Express the rows between the line holding "of the bird's" and the line holding "<point>255,60</point>", inclusive, as a two-column CSV with the headers label_text and points. Give one CSV line per row, with the row's text and its answer each in a single quoted field and line breaks turned into spaces.

(Data listing)
****

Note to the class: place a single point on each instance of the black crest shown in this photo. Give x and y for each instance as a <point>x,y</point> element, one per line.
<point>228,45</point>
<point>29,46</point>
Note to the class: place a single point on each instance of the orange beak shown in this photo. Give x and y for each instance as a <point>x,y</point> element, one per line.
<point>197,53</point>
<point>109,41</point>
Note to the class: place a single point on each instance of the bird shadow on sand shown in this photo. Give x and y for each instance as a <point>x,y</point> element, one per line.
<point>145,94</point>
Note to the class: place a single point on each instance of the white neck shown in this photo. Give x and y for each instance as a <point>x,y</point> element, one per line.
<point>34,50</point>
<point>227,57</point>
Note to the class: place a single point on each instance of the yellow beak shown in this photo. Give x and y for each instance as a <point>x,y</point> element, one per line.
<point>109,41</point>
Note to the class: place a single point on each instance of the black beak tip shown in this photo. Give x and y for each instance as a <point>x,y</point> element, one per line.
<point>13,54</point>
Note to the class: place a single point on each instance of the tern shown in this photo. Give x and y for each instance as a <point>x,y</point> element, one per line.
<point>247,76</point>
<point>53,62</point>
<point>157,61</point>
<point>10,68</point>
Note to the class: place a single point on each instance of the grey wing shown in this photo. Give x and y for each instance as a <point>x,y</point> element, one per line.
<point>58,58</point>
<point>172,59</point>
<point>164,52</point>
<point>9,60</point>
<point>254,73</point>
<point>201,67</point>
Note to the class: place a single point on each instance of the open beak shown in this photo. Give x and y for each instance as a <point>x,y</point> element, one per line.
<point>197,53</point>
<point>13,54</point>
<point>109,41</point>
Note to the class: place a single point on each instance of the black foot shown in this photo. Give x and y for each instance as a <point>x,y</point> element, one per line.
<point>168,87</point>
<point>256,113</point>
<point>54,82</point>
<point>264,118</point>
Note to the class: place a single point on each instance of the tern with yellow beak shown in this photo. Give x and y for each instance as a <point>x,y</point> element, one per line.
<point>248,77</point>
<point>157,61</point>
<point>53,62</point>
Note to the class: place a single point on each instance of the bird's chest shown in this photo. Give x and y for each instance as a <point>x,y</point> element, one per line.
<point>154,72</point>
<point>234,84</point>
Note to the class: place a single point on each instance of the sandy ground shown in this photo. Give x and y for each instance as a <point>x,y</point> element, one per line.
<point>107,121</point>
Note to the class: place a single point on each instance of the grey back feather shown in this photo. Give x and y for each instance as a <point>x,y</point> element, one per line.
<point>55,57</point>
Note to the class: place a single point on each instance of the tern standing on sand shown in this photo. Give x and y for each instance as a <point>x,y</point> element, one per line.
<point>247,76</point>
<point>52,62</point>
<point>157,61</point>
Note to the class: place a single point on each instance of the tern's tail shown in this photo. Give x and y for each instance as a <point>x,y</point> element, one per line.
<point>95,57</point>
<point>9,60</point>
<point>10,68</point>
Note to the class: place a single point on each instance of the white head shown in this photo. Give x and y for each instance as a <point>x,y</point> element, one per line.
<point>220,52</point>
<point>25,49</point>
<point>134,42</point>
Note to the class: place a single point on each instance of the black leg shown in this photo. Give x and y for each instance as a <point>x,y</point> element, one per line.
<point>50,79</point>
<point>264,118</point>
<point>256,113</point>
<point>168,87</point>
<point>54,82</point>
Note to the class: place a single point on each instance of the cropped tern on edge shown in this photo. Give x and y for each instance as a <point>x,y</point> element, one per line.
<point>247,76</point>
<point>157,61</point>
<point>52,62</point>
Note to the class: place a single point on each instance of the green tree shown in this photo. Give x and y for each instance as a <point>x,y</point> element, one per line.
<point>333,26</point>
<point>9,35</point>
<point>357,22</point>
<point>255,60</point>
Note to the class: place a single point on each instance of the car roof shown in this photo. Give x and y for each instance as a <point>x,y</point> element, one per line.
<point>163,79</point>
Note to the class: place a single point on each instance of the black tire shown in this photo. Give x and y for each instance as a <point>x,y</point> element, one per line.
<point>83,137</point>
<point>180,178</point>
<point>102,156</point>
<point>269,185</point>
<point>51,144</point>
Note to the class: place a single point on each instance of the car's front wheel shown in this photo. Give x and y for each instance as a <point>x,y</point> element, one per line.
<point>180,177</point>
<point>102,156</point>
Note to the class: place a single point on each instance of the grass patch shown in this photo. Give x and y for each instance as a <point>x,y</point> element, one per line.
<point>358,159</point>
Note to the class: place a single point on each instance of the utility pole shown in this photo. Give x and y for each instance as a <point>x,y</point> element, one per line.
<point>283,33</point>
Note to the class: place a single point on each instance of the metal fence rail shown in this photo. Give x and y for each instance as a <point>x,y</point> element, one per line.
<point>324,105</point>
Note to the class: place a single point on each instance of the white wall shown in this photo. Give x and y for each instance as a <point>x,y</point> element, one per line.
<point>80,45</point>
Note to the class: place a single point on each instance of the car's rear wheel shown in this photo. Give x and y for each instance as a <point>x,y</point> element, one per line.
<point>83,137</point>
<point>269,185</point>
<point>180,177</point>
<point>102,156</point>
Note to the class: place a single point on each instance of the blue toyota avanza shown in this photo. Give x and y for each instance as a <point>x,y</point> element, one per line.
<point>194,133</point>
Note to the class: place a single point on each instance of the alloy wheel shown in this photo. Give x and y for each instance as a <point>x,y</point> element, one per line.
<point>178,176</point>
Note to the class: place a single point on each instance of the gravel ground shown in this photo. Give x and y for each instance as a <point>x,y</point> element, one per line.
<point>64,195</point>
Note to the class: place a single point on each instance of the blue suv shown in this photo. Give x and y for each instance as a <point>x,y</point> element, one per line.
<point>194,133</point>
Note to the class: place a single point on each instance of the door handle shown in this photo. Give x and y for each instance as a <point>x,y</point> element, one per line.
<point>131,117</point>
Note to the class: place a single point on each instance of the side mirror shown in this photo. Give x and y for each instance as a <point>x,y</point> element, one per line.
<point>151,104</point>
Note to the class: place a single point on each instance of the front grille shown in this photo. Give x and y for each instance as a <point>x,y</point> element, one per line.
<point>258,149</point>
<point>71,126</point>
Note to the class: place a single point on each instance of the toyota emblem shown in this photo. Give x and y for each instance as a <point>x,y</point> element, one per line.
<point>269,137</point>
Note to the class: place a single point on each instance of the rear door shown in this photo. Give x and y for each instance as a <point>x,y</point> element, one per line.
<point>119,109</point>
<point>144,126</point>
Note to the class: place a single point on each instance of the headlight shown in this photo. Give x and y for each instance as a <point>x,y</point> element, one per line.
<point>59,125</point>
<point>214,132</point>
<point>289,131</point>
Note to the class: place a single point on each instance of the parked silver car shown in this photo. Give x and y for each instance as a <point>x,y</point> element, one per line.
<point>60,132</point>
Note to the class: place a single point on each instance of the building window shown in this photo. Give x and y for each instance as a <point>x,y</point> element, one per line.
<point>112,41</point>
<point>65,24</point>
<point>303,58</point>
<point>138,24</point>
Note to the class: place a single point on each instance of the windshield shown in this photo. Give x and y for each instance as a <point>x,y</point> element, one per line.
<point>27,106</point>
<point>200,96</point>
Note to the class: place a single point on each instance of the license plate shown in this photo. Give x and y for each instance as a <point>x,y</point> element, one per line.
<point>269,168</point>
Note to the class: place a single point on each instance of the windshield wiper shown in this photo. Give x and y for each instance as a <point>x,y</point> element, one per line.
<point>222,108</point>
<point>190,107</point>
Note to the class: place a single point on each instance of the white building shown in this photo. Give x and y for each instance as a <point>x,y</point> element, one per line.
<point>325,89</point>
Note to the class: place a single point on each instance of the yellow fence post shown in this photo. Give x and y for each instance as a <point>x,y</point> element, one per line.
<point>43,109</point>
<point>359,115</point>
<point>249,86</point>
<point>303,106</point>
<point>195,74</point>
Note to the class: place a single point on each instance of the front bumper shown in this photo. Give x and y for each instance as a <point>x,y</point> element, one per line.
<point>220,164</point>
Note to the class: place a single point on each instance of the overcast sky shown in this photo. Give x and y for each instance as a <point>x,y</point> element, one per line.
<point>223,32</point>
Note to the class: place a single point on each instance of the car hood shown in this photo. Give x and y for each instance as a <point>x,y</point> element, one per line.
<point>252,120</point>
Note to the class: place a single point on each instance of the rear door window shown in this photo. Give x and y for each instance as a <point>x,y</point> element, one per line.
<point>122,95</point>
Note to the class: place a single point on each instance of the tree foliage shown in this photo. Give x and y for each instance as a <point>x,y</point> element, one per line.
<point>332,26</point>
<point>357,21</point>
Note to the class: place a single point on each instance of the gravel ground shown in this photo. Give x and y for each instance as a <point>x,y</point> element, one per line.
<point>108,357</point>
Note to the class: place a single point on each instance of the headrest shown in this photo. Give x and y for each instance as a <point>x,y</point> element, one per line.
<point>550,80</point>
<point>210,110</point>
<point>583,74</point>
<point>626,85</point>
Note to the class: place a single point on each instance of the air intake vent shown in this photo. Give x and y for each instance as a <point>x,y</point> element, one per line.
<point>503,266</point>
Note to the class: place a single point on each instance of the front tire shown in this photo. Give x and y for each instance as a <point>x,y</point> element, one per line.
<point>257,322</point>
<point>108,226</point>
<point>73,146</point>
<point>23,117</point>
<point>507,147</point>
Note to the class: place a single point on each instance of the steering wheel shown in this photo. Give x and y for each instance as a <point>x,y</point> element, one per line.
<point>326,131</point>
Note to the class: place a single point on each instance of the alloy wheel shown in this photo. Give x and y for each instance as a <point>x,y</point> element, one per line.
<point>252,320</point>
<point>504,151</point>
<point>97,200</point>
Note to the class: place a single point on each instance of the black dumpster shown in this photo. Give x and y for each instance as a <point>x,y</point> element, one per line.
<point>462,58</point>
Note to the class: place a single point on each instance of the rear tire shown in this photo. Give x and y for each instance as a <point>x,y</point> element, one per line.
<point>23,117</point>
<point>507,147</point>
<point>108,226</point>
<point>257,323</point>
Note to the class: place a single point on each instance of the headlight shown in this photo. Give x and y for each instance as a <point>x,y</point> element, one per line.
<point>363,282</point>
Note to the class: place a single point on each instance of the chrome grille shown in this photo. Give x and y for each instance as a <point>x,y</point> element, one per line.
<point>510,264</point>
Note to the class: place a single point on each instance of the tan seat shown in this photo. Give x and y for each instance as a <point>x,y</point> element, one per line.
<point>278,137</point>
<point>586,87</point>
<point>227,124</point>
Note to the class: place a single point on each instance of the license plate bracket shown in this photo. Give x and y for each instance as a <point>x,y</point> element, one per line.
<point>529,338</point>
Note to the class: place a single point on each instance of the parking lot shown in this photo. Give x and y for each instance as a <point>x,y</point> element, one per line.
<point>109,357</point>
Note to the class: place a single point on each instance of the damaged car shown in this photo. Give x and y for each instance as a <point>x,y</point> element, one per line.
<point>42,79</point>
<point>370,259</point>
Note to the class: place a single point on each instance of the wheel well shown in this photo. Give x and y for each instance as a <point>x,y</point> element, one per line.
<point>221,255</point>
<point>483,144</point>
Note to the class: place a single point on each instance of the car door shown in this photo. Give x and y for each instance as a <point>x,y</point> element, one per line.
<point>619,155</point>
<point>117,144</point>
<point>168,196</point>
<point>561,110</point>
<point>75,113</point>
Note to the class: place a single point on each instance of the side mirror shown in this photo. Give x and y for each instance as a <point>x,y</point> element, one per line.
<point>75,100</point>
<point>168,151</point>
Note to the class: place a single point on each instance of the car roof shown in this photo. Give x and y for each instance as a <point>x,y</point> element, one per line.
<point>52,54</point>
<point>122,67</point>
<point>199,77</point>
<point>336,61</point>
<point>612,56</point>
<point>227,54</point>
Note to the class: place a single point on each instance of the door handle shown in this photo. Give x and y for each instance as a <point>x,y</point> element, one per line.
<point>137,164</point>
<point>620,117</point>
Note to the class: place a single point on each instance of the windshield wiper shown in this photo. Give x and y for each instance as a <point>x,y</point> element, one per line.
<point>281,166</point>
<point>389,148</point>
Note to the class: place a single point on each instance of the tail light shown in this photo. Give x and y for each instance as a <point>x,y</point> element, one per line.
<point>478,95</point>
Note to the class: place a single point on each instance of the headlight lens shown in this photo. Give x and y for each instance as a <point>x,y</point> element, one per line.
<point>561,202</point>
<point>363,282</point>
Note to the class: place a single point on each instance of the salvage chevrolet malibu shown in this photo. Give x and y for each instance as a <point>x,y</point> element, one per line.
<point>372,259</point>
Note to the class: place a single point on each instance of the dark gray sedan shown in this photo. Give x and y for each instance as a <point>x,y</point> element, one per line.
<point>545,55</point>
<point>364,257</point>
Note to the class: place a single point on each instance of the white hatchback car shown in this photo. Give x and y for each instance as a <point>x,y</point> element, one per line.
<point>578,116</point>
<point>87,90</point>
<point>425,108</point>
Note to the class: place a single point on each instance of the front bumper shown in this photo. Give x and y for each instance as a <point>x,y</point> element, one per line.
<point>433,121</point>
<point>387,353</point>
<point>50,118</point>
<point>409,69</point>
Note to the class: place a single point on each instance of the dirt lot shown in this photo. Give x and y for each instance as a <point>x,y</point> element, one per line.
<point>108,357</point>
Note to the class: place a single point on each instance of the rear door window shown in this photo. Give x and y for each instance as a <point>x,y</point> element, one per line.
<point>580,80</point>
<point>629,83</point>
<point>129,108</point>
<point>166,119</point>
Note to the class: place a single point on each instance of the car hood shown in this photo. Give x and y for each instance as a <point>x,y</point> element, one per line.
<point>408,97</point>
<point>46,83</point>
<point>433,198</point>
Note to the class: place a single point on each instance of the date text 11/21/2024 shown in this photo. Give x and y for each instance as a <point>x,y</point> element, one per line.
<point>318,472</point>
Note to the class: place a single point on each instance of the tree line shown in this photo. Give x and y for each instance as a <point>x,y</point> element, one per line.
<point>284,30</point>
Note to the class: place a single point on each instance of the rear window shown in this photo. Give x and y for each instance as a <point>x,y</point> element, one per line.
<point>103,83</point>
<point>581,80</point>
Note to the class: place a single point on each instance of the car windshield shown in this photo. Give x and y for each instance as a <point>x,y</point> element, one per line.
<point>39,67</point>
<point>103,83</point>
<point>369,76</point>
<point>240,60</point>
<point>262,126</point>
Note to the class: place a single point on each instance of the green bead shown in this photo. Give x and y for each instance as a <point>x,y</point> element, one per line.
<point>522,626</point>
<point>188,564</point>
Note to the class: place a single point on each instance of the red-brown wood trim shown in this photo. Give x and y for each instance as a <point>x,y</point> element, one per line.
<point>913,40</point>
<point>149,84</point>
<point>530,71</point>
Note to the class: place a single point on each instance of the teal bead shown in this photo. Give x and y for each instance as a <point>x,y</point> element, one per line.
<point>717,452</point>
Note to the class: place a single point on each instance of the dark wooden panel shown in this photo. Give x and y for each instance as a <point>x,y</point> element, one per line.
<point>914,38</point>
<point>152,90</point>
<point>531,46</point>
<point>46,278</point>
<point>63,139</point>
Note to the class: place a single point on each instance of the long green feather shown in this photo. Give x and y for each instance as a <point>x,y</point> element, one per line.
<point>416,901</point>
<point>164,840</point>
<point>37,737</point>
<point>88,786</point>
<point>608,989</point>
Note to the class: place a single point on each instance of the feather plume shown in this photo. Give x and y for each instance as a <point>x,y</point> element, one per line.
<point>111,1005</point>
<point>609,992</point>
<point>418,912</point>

****

**Exercise response**
label_text,points
"Note to the class: place a single point on each instance of the bird's chest shown in this photo. Give x and y for each instance as a <point>x,y</point> element, one per line.","<point>154,72</point> <point>234,84</point>"
"Note to the class: place a single point on each instance of the sandy ground shown in this photo. Give x and y for each instance as a <point>x,y</point> element, one per line.","<point>107,121</point>"
"Note to the class: place a single point on each instance of the grey back feather shown in this photo. Give x and y for each instance as a <point>x,y</point> element, one per line.","<point>55,57</point>"
"Note to the class: place a single point on each instance of the tern standing on sand shown in this photo. Give x and y for each instance as a <point>x,y</point> element, one per line.","<point>247,76</point> <point>52,62</point> <point>157,61</point>"
"Note to the class: place a single point on each instance of the tern's tail shown in this photo. Give x and y for each instance as a <point>x,y</point> element, one per line.","<point>95,57</point> <point>9,60</point> <point>10,68</point>"
"Note to the class: place a single point on each instance of the white head shown in this photo. Give x and y for each instance as a <point>x,y</point> element, one per line.","<point>220,52</point> <point>25,49</point> <point>134,42</point>"
"Note to the class: place a single point on each instance of the black leg shown in this photo. Give x and y for each instance as a <point>x,y</point> element, one per line.","<point>50,79</point> <point>264,118</point> <point>256,113</point> <point>168,87</point> <point>54,82</point>"
"Note to the class: place a single point on each instance of the cropped tern on edge shown in this photo. Give x and y for each instance as a <point>x,y</point> element, one per line.","<point>247,76</point> <point>157,61</point> <point>52,62</point>"
"Note to the class: place a single point on each instance of the green tree shown in this photo. Give x and y for each instance as a <point>x,y</point> element, one per line.","<point>333,26</point> <point>9,35</point> <point>357,22</point> <point>255,60</point>"